╔══
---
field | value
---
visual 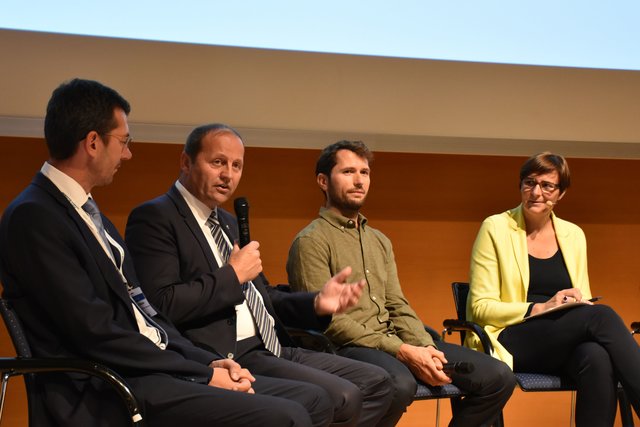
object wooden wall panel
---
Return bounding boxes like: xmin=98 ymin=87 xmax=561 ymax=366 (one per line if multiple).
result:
xmin=0 ymin=137 xmax=640 ymax=427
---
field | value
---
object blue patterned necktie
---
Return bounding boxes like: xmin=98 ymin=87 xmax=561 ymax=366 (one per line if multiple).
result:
xmin=82 ymin=197 xmax=115 ymax=260
xmin=82 ymin=197 xmax=169 ymax=347
xmin=207 ymin=210 xmax=281 ymax=357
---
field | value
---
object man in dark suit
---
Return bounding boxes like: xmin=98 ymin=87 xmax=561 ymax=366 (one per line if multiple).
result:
xmin=0 ymin=79 xmax=350 ymax=427
xmin=125 ymin=124 xmax=391 ymax=426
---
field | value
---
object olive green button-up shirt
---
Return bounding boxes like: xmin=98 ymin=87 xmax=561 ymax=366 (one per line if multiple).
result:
xmin=287 ymin=208 xmax=434 ymax=356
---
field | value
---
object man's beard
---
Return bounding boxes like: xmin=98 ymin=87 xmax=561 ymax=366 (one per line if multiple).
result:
xmin=329 ymin=188 xmax=366 ymax=212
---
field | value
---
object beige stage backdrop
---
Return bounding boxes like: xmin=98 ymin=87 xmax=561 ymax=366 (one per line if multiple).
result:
xmin=0 ymin=30 xmax=640 ymax=427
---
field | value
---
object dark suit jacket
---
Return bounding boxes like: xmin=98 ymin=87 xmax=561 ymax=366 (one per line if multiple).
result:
xmin=0 ymin=173 xmax=220 ymax=425
xmin=125 ymin=186 xmax=331 ymax=357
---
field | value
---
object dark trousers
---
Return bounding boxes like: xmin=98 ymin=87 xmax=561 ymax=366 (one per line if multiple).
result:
xmin=498 ymin=304 xmax=640 ymax=426
xmin=236 ymin=347 xmax=392 ymax=427
xmin=339 ymin=342 xmax=515 ymax=427
xmin=127 ymin=374 xmax=324 ymax=427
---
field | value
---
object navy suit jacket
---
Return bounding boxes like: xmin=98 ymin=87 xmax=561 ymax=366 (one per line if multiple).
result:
xmin=125 ymin=186 xmax=331 ymax=357
xmin=0 ymin=173 xmax=220 ymax=425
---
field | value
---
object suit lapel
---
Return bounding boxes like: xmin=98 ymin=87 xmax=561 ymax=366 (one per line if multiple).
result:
xmin=551 ymin=214 xmax=579 ymax=287
xmin=509 ymin=206 xmax=529 ymax=294
xmin=33 ymin=173 xmax=134 ymax=305
xmin=167 ymin=185 xmax=219 ymax=271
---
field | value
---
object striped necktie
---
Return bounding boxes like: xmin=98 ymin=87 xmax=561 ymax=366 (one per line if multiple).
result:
xmin=207 ymin=210 xmax=281 ymax=357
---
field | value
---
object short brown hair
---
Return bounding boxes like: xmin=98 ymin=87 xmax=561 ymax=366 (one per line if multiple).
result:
xmin=316 ymin=140 xmax=373 ymax=176
xmin=520 ymin=151 xmax=571 ymax=193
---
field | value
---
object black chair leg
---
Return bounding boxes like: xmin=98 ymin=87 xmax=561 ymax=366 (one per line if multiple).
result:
xmin=618 ymin=387 xmax=633 ymax=427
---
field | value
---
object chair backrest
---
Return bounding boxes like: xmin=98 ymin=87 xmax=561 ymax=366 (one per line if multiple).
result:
xmin=0 ymin=299 xmax=31 ymax=357
xmin=451 ymin=282 xmax=469 ymax=320
xmin=451 ymin=282 xmax=469 ymax=345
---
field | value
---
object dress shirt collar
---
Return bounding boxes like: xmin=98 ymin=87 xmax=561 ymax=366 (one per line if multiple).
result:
xmin=175 ymin=181 xmax=217 ymax=225
xmin=320 ymin=206 xmax=367 ymax=231
xmin=40 ymin=162 xmax=91 ymax=208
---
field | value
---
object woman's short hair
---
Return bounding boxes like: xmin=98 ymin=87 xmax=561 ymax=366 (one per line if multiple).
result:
xmin=520 ymin=151 xmax=571 ymax=193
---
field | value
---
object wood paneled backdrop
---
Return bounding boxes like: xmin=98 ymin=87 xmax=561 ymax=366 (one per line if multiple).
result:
xmin=0 ymin=137 xmax=640 ymax=427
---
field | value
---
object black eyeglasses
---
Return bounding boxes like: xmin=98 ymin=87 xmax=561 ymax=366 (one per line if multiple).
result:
xmin=104 ymin=133 xmax=133 ymax=150
xmin=522 ymin=178 xmax=560 ymax=194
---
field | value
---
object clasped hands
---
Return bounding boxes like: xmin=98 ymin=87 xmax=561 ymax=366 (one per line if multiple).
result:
xmin=396 ymin=343 xmax=451 ymax=386
xmin=531 ymin=288 xmax=593 ymax=315
xmin=209 ymin=359 xmax=256 ymax=394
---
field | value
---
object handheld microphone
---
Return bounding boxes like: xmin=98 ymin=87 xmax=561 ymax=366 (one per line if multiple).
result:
xmin=442 ymin=362 xmax=475 ymax=375
xmin=233 ymin=197 xmax=251 ymax=248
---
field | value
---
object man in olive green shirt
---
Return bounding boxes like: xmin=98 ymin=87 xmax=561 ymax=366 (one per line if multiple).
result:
xmin=287 ymin=141 xmax=515 ymax=427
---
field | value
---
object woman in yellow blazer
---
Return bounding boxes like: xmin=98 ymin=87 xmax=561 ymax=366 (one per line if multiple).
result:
xmin=466 ymin=152 xmax=640 ymax=426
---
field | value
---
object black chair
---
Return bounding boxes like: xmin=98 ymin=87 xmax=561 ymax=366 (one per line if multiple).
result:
xmin=288 ymin=324 xmax=468 ymax=427
xmin=442 ymin=282 xmax=640 ymax=426
xmin=0 ymin=299 xmax=144 ymax=427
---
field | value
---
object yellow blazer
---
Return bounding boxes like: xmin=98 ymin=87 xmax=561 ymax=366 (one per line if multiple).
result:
xmin=465 ymin=205 xmax=591 ymax=368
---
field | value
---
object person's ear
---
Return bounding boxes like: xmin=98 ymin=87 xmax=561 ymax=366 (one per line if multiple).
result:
xmin=81 ymin=130 xmax=99 ymax=155
xmin=180 ymin=151 xmax=191 ymax=175
xmin=316 ymin=173 xmax=329 ymax=193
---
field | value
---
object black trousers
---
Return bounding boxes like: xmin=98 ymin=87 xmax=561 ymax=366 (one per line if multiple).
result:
xmin=124 ymin=374 xmax=324 ymax=427
xmin=236 ymin=347 xmax=392 ymax=427
xmin=339 ymin=342 xmax=516 ymax=427
xmin=498 ymin=304 xmax=640 ymax=426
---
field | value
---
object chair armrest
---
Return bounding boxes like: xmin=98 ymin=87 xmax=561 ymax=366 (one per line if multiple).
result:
xmin=286 ymin=326 xmax=336 ymax=354
xmin=442 ymin=319 xmax=493 ymax=354
xmin=0 ymin=357 xmax=144 ymax=426
xmin=424 ymin=325 xmax=442 ymax=342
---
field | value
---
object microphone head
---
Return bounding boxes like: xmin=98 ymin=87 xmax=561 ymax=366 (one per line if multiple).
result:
xmin=233 ymin=197 xmax=249 ymax=218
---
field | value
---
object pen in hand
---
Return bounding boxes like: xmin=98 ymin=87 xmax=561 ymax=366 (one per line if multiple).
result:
xmin=562 ymin=295 xmax=602 ymax=303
╚══
### ÉNONCÉ DE L'EXERCICE
Reproduisez les lignes des enregistrements ci-dessus en substituant « target » à « object », sans autre modification. Appliquez le remplacement à tous les enregistrements et omettez les images de la sortie.

### SORTIE DE L'EXERCICE
---
field | value
---
visual 
target wooden wall panel
---
Return bounding boxes like: xmin=98 ymin=87 xmax=561 ymax=366 (one per line if multiple).
result:
xmin=0 ymin=137 xmax=640 ymax=427
---
field | value
---
target blue patterned necktie
---
Return bounding boxes like: xmin=98 ymin=87 xmax=561 ymax=366 (one per line if multiple).
result:
xmin=82 ymin=197 xmax=115 ymax=260
xmin=82 ymin=197 xmax=169 ymax=347
xmin=207 ymin=210 xmax=281 ymax=357
---
field | value
---
target man in dark suit
---
Return bounding boxes like: xmin=98 ymin=87 xmax=561 ymax=366 (one per line if multiple).
result:
xmin=0 ymin=79 xmax=350 ymax=427
xmin=125 ymin=124 xmax=391 ymax=426
---
field | value
---
target olive green button-up shirt
---
Return bounding boxes like: xmin=98 ymin=87 xmax=561 ymax=366 (one per line if multiple).
result:
xmin=287 ymin=208 xmax=434 ymax=356
---
field | value
---
target man's beard
---
Return bounding boxes like: xmin=98 ymin=87 xmax=561 ymax=366 (one per line if multiple).
result:
xmin=329 ymin=188 xmax=366 ymax=212
---
field | value
---
target beige stage backdrop
---
Return bounding boxes like: xmin=98 ymin=87 xmax=561 ymax=366 (one per line if multiple).
result:
xmin=0 ymin=30 xmax=640 ymax=427
---
field | value
---
target dark suit jacket
---
Return bounding boxes like: xmin=98 ymin=87 xmax=561 ymax=366 (one per line if multiple).
result:
xmin=0 ymin=173 xmax=220 ymax=425
xmin=125 ymin=186 xmax=331 ymax=357
---
field | value
---
target dark trousers
---
Return bounding boxes like: xmin=98 ymin=87 xmax=561 ymax=366 (one per line if multiple).
result:
xmin=498 ymin=304 xmax=640 ymax=426
xmin=236 ymin=347 xmax=392 ymax=427
xmin=339 ymin=342 xmax=515 ymax=427
xmin=127 ymin=374 xmax=324 ymax=427
---
field | value
---
target navy suit jacket
---
Return bounding boxes like: xmin=98 ymin=87 xmax=561 ymax=366 (one per line if multiple).
result:
xmin=125 ymin=186 xmax=331 ymax=357
xmin=0 ymin=173 xmax=220 ymax=425
---
field | value
---
target suit lapel
---
Return bounding boxes like: xmin=98 ymin=87 xmax=561 ymax=366 (one per line if multiple).
result:
xmin=551 ymin=214 xmax=579 ymax=287
xmin=509 ymin=206 xmax=529 ymax=294
xmin=33 ymin=173 xmax=134 ymax=305
xmin=167 ymin=185 xmax=219 ymax=271
---
field | value
---
target striped necktie
---
Return bounding boxes like: xmin=98 ymin=87 xmax=561 ymax=366 (one per line if multiple).
result:
xmin=207 ymin=210 xmax=281 ymax=357
---
field | value
---
target short brown hair
---
Return bounding boxes like: xmin=98 ymin=87 xmax=561 ymax=366 (one per line if multiple).
result:
xmin=316 ymin=140 xmax=373 ymax=176
xmin=520 ymin=151 xmax=571 ymax=193
---
field | value
---
target black chair leg
---
Return bounding boxes like: xmin=98 ymin=87 xmax=561 ymax=366 (one per line if multiple).
result:
xmin=618 ymin=387 xmax=633 ymax=427
---
field | value
---
target chair backrest
---
Return bounding boxes like: xmin=98 ymin=87 xmax=561 ymax=366 (one per line if multiple).
result:
xmin=0 ymin=299 xmax=31 ymax=357
xmin=451 ymin=282 xmax=469 ymax=320
xmin=451 ymin=282 xmax=469 ymax=345
---
field | value
---
target dress shirt collar
---
Return bounding boxes like: xmin=98 ymin=87 xmax=561 ymax=366 (one per line if multiple).
result:
xmin=175 ymin=181 xmax=217 ymax=225
xmin=320 ymin=206 xmax=367 ymax=231
xmin=40 ymin=162 xmax=91 ymax=208
---
field | value
---
target woman's short hair
---
Return bounding boxes like: xmin=98 ymin=87 xmax=561 ymax=366 (one per line if multiple).
result:
xmin=520 ymin=151 xmax=571 ymax=193
---
field | value
---
target wood paneled backdrop
---
Return bounding boxes like: xmin=98 ymin=87 xmax=561 ymax=366 (one per line if multiple).
result:
xmin=0 ymin=137 xmax=640 ymax=427
---
field | value
---
target black eyeglasses
---
Return bounding boxes like: xmin=98 ymin=87 xmax=561 ymax=366 (one per line if multiple).
result:
xmin=104 ymin=133 xmax=133 ymax=150
xmin=522 ymin=178 xmax=560 ymax=194
---
field | value
---
target clasped hands
---
Return bounding boxes like: xmin=98 ymin=87 xmax=561 ymax=366 (one per line if multiple).
result:
xmin=396 ymin=343 xmax=451 ymax=386
xmin=531 ymin=288 xmax=593 ymax=315
xmin=209 ymin=359 xmax=256 ymax=394
---
field | value
---
target handheld microphone
---
Return bounding boxes like: xmin=98 ymin=87 xmax=561 ymax=366 (one per line if multiple).
result:
xmin=442 ymin=362 xmax=475 ymax=375
xmin=233 ymin=197 xmax=251 ymax=248
---
field | value
---
target man in olive green shirt
---
Return bounding boxes like: xmin=98 ymin=87 xmax=561 ymax=366 (one per line if multiple).
result:
xmin=287 ymin=141 xmax=515 ymax=427
---
field | value
---
target woman in yellow blazer
---
Return bounding boxes like: xmin=98 ymin=87 xmax=561 ymax=366 (one per line if multiple).
result:
xmin=466 ymin=152 xmax=640 ymax=426
---
field | value
---
target black chair
---
Return bounding boxes like: xmin=98 ymin=87 xmax=561 ymax=366 (one per line if multiple).
result:
xmin=288 ymin=324 xmax=468 ymax=427
xmin=442 ymin=282 xmax=640 ymax=426
xmin=0 ymin=299 xmax=144 ymax=427
---
field | value
---
target yellow blazer
---
Return bounding boxes like: xmin=98 ymin=87 xmax=561 ymax=366 (one per line if multiple).
result:
xmin=465 ymin=205 xmax=591 ymax=368
---
field | value
---
target person's ear
---
Return bounding boxes like: xmin=98 ymin=87 xmax=561 ymax=366 (one per line if multiple).
result:
xmin=81 ymin=130 xmax=99 ymax=155
xmin=180 ymin=151 xmax=191 ymax=175
xmin=316 ymin=173 xmax=329 ymax=193
---
field | value
---
target black trousers
---
Return bounding boxes like: xmin=98 ymin=87 xmax=561 ymax=366 (one per line if multiple).
result:
xmin=124 ymin=374 xmax=324 ymax=427
xmin=236 ymin=347 xmax=392 ymax=427
xmin=339 ymin=342 xmax=516 ymax=427
xmin=498 ymin=304 xmax=640 ymax=426
---
field | value
---
target chair armrest
---
Return bounding boxes like: xmin=98 ymin=87 xmax=561 ymax=366 (one per line if multiple).
result:
xmin=286 ymin=326 xmax=336 ymax=354
xmin=442 ymin=319 xmax=493 ymax=354
xmin=0 ymin=357 xmax=144 ymax=426
xmin=424 ymin=325 xmax=442 ymax=342
---
field | value
---
target microphone head
---
Return bounding boxes like: xmin=98 ymin=87 xmax=561 ymax=366 (one per line if multiple).
result:
xmin=233 ymin=197 xmax=249 ymax=218
---
field | value
---
target pen in hand
---
Return bounding boxes like: xmin=98 ymin=87 xmax=561 ymax=366 (one per line if multiple).
result:
xmin=562 ymin=295 xmax=602 ymax=303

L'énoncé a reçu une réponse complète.